#### Exercise directions
Emit only the lines from the line containing "Practice step: find the flower petal" through the last line of the entries, unchanged.

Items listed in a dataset
/---

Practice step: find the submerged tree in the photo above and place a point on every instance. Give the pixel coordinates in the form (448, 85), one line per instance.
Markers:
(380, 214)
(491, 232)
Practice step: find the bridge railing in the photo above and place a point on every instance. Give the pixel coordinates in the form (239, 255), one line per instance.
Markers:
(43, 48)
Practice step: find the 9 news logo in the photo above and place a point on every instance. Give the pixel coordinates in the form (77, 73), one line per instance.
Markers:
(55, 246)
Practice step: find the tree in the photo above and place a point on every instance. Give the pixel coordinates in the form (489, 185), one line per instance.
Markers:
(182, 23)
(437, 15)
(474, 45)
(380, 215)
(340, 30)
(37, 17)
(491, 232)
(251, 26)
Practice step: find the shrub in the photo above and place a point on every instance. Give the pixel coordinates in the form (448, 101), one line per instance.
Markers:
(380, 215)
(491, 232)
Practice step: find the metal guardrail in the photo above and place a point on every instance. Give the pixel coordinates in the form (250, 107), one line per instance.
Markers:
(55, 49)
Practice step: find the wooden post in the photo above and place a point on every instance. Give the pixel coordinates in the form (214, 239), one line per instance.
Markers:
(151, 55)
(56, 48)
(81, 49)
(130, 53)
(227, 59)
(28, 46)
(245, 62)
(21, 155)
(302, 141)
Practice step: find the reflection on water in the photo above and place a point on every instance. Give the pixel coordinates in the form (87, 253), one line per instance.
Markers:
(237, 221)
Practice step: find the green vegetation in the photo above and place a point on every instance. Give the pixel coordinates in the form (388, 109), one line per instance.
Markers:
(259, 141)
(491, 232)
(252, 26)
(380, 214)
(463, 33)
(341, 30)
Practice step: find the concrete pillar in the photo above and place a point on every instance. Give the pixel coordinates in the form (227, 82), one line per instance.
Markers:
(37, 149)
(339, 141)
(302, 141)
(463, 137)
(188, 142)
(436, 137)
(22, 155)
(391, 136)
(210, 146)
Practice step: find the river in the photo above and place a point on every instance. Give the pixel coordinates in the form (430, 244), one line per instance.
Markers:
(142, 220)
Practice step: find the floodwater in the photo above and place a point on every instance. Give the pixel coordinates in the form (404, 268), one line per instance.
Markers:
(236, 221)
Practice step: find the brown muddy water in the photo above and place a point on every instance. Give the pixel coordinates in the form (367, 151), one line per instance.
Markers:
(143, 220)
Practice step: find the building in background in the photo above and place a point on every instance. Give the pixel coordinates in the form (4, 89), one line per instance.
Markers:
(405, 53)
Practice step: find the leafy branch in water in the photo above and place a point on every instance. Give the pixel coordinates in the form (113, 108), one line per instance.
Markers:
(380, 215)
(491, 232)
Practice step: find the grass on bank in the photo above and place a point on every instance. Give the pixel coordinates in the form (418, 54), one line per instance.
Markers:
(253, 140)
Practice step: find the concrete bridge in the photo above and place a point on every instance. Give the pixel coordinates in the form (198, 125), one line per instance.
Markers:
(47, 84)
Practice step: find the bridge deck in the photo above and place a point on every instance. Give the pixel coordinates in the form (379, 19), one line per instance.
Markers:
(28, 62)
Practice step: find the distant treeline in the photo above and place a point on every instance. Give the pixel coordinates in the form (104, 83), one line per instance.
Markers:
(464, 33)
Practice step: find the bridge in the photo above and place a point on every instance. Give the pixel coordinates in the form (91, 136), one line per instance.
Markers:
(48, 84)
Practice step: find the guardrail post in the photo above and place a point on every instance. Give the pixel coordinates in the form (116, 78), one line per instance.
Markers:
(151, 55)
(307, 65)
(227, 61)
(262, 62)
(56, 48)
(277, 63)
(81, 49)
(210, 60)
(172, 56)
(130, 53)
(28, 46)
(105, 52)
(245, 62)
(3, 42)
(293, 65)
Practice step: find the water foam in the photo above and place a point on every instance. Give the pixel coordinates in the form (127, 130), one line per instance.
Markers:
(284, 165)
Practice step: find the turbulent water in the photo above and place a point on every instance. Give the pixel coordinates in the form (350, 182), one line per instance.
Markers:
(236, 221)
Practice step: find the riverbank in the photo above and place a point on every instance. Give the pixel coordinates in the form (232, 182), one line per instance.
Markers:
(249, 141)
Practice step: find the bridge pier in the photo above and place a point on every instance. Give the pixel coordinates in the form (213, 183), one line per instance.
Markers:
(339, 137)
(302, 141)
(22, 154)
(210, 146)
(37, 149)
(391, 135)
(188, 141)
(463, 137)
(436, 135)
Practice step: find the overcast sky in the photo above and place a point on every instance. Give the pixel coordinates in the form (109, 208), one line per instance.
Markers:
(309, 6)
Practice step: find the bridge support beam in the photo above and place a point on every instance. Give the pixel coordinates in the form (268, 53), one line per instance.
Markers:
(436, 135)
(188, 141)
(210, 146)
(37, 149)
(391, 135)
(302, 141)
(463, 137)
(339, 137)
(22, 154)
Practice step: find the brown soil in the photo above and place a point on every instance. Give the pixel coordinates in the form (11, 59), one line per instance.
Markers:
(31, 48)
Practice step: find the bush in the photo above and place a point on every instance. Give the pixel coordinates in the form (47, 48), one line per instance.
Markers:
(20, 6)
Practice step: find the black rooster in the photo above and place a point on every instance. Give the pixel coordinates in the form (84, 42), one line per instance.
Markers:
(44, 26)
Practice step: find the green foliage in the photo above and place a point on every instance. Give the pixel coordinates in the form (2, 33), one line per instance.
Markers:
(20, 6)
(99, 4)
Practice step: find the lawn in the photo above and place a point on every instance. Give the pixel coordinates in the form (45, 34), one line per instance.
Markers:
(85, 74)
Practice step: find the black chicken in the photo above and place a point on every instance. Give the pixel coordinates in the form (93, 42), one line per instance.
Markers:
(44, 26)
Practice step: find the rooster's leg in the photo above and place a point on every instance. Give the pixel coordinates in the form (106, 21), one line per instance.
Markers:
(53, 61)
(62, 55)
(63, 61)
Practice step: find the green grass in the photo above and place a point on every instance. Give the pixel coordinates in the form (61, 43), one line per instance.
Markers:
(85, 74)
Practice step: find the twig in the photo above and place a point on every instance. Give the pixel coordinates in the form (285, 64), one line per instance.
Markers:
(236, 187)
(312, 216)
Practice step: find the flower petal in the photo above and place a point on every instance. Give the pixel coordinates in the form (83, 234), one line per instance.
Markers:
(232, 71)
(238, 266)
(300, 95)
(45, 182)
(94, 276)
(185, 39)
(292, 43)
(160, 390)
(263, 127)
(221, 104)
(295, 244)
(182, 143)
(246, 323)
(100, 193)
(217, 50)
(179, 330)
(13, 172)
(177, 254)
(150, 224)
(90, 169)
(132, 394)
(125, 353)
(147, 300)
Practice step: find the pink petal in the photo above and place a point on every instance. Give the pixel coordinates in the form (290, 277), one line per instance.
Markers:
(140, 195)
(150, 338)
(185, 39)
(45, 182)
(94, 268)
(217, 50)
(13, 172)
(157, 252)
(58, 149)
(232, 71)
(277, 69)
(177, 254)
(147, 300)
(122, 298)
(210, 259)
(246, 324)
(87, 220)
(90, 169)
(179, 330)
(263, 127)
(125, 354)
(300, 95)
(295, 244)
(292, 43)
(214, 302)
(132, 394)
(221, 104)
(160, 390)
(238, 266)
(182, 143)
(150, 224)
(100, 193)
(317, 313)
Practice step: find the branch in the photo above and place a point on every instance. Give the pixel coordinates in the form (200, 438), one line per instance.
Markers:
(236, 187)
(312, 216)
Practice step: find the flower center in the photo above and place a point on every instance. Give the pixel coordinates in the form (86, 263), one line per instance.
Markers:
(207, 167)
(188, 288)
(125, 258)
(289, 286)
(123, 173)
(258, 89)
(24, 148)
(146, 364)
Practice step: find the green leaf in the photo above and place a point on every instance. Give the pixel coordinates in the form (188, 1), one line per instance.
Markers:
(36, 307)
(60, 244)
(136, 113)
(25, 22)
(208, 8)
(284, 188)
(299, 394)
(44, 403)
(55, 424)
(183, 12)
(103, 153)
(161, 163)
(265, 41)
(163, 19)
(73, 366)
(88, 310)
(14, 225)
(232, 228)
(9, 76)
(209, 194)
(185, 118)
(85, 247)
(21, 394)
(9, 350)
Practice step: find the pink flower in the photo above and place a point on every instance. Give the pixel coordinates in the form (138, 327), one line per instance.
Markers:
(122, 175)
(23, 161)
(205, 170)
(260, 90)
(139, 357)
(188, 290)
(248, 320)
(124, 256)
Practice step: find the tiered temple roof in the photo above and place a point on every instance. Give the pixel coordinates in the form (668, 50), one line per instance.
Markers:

\---

#### Answer to this exercise
Practice step: find the flower petal in the photo above and place a point on every instance. Give the pixel coordinates in the form (83, 234), one line per instance.
Markers:
(232, 71)
(238, 266)
(300, 95)
(45, 182)
(94, 276)
(185, 39)
(292, 43)
(160, 390)
(263, 127)
(221, 104)
(295, 244)
(182, 143)
(246, 323)
(100, 193)
(217, 50)
(179, 330)
(13, 172)
(177, 254)
(150, 224)
(90, 169)
(132, 394)
(125, 353)
(147, 300)
Practice step: find the pink petal in the photo above and place a point on every instance. Give the pixel coordinates in the form (290, 277), one line per instance.
Markers:
(140, 195)
(150, 338)
(185, 39)
(45, 182)
(94, 268)
(217, 50)
(13, 172)
(157, 252)
(58, 149)
(232, 71)
(277, 69)
(177, 254)
(147, 300)
(122, 298)
(210, 259)
(246, 324)
(87, 220)
(90, 169)
(179, 330)
(263, 127)
(125, 354)
(300, 95)
(295, 244)
(292, 43)
(214, 302)
(132, 394)
(221, 104)
(160, 390)
(238, 266)
(182, 143)
(150, 224)
(100, 193)
(317, 313)
Practice step: find the branch in the photo above and place a point on every instance. Give the pixel coordinates in the form (200, 438), one line per instance.
Markers:
(236, 187)
(312, 216)
Practice step: find the flower center in the photo above and place a point on every instance. Give the pixel coordinates in the form (86, 263), one line per instance.
Markers:
(207, 167)
(188, 288)
(125, 258)
(289, 286)
(123, 173)
(258, 89)
(24, 148)
(146, 364)
Practice step: find the green leaf in the photo above and place a point on every instance. Give the pixel coordinates in the form (188, 1), one line per instance.
Markers:
(36, 307)
(60, 244)
(136, 113)
(25, 22)
(208, 8)
(284, 188)
(299, 394)
(44, 403)
(55, 424)
(183, 12)
(103, 153)
(161, 163)
(265, 41)
(163, 19)
(73, 366)
(88, 310)
(14, 225)
(232, 228)
(9, 76)
(209, 194)
(185, 118)
(85, 247)
(21, 394)
(9, 350)
Practice step: find the pink flower in the photo above and place a point on every instance. Give the pixel coordinates in the form (138, 327), one line per instance.
Markers:
(122, 175)
(23, 161)
(205, 170)
(260, 90)
(139, 357)
(188, 290)
(248, 320)
(124, 256)
Practice step: find the tiered temple roof in the photo above and place a point on every instance. Give the pixel coordinates in the form (668, 50), one line per instance.
Markers:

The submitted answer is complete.